Podany fragment:
„Nowe nastają czasy, niestety, aż nadto prozaiczne czasy: jakiś wewnętrzny niepokój trawi społeczeństwo ludzkie i odwraca je od rzeczy idealnych i podnioślejszych ku rzeczom poziomym, materialnym i ziemskim”.
„Przeżywamy czasy niezwykłe, coś się na świecie zepsuło: rozlała się wśród społeczeństwa szerokim potokiem niesłychana dotąd nienawiść. Tworzą się różne wzajemnie się zwalczające partje: brat występuje przeciwko bratu… że doprawdy, patrząc na to co się dzieje, człowiekowi i żyć już nie miło. Nienawiścią przejęci ludzie błotem obrzucają naszą przeszłość, co gorsza są już tacy, co tchną nienawiścią do własnej ojczyzny i do swoich rodaków”.
Słowa te napisał ksiądz Marceli Ciemniewski w latach dwudziestych ubiegłego wieku we wstępie do „Dzieje miasta Warki” i w słowie wstępnym do pierwszego numeru „Gawęd Wieczornych”. Minęło prawie sto lat od wydania tej publikacji, a słowa te stają się niestety w naszych czasach coraz bardziej jakże aktualne i prawdziwe. Kim był ksiądz Marceli Ciemniewski – wizjonerem czy wnikliwym obserwatorem swoich czasów, a jednocześnie „gorliwym kapłanem, żarliwym patriotą, miłośnikiem Warki”?
Okres przełomu wieków, aż do lat dwudziestych ubiegłego wieku był w Polsce, Europie i na świecie bardzo burzliwy. Rozwój ruchu komunistycznego i powstanie na przełomie wieków partii komunistycznych w Rosji i w Królestwie Polskim, klęska Rosji w wojnie z Japonią (1904 – 1905), rewolucja w Rosji i jej echa w Polsce (1905), wreszcie I wojna światowa i niszcząca pożoga niespotykana dotąd w Europie jej towarzysząca oraz rewolucja październikowa w Rosji, której konsekwencją było powstanie ZSRR, pierwszego w świecie państwa komunistycznego, odzyskanie niepodległości i walka o granicę II RP (1918 – 1920), budowa nowego państwa i trudności jej towarzyszące m. in. hiperinflacja i reforma walutowa (1924). Wszystkie te wydarzenia w stopniu większym lub mniejszym odbiły się echem lub bezpośrednio dotyczyły Warki, małego biednego miasteczka nad Pilicą, którego lata chwały dawno już przeminęły. Proboszczem parafii wareckiej św. Mikołaja Biskupa w tym okresie był ks. Marceli Ciemniewski. Funkcję tą objął w 1897 r. i sprawował ją aż do śmierci w 1927 r.

(Zarejestrowane dane)
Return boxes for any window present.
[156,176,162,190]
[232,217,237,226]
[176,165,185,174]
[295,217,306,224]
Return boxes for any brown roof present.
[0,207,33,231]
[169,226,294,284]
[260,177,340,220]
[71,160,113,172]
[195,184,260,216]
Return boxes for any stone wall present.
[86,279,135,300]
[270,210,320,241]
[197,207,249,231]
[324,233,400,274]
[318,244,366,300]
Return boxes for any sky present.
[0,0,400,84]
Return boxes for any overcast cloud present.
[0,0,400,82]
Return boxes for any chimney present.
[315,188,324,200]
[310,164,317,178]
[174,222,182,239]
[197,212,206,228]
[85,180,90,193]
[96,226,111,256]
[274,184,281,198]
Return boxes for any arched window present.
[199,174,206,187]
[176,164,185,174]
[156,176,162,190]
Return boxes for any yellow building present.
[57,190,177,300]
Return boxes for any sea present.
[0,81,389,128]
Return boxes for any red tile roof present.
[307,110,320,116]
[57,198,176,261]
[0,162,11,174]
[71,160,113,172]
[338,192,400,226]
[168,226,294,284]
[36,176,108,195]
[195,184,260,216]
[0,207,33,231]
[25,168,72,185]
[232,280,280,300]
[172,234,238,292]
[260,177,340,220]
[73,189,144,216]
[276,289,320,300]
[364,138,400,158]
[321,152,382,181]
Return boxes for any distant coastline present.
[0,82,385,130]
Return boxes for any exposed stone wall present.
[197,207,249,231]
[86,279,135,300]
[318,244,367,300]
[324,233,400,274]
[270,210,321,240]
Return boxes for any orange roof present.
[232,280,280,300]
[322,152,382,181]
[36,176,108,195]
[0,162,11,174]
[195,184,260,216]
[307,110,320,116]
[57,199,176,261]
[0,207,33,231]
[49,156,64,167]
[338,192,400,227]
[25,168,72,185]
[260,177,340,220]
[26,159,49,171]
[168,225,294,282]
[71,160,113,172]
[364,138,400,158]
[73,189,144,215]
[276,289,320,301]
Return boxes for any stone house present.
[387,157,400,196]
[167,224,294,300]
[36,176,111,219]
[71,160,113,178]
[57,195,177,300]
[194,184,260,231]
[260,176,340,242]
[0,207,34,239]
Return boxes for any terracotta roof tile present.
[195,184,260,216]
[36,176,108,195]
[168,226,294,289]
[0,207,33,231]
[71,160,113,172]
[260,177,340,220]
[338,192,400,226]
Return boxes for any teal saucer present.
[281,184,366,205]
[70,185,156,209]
* * *
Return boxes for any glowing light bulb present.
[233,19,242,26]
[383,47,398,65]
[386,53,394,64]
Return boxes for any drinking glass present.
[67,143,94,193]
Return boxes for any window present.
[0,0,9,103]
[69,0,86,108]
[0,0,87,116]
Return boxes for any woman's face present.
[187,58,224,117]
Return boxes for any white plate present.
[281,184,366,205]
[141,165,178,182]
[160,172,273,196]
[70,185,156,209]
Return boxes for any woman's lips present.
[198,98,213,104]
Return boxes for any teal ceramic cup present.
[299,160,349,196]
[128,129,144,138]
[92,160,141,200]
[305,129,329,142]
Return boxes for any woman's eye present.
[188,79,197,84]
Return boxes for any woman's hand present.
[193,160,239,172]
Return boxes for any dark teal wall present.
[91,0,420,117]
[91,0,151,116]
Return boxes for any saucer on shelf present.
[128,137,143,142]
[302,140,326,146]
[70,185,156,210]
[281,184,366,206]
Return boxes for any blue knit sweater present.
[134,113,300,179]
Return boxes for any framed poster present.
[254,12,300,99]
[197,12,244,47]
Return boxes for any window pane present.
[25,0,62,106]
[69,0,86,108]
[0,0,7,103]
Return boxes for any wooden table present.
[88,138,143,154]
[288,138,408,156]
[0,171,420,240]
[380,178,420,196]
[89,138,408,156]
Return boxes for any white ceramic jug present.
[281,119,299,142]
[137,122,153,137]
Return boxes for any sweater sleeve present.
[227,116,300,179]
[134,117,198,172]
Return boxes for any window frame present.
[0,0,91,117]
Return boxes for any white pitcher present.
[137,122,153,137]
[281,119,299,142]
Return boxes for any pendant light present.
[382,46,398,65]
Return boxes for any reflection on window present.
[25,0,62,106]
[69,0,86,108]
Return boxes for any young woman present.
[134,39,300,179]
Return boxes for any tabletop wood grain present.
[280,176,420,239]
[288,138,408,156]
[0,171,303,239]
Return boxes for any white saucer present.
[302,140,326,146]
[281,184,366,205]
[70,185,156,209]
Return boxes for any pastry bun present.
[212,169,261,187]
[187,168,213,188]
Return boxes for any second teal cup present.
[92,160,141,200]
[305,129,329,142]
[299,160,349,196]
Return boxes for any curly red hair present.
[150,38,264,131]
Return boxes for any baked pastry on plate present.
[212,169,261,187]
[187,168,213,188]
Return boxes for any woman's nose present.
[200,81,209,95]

Twoje zadanie: Poprowadź dalej tekst o księdzu Marcelim Ciemniewskim, proboszczu parafii w Warce. Zacznij zaraz po jego ostatnim zdaniu.

Wynik ćwiczenia:
Ród Ciemniewskich herbu Prawdzic wywodził się z Ciemniewa - małej wioski nad rzeczką Soną, nieopodal Ciechanowa na północnym Mazowszu. Protoplastą rodu był Jakub z Gołymina, wojewoda mazowiecki (II poł. XVI w.) zwany także Jakubem z Ciemniewa.
Marceli Melchior Baltazar urodził się w Warszawie 3 stycznia 1862 r., rodzicami byli Eugeniusz i Honorata z Janczewskich. Ojciec był nauczycielem przedmiotów filologiczno-historycznych w Łomży, potem wykładowcą w warszawskich gimnazjach i na Uniwersytecie Warszawskim na Wydziale Filologiczno-Historycznym jako znany i uznany „profesor-starożytnik”. Zainteresowania historią połączył z pasją do języków obcych, których opanował aż 12!. Marceli miał pięcioro rodzeństwa ( wśród nich był utalentowany Manswet, matematyk i Michał, prawnik). Nauki początkowe odbywał w rodzinnym domu. Wtedy zapewne kształtowało się jego zamiłowanie do historii, szacunek dla tradycji. Po ukończeniu gimnazjum wstąpiłd o seminarium Duchownego. W wieku 22 lat otrzymał święcenia kapłańskie i został wikariuszem w Szymanowicach, wsi nad Prosną w jednym z powiatów w zachodniej części guberni kaliskiej.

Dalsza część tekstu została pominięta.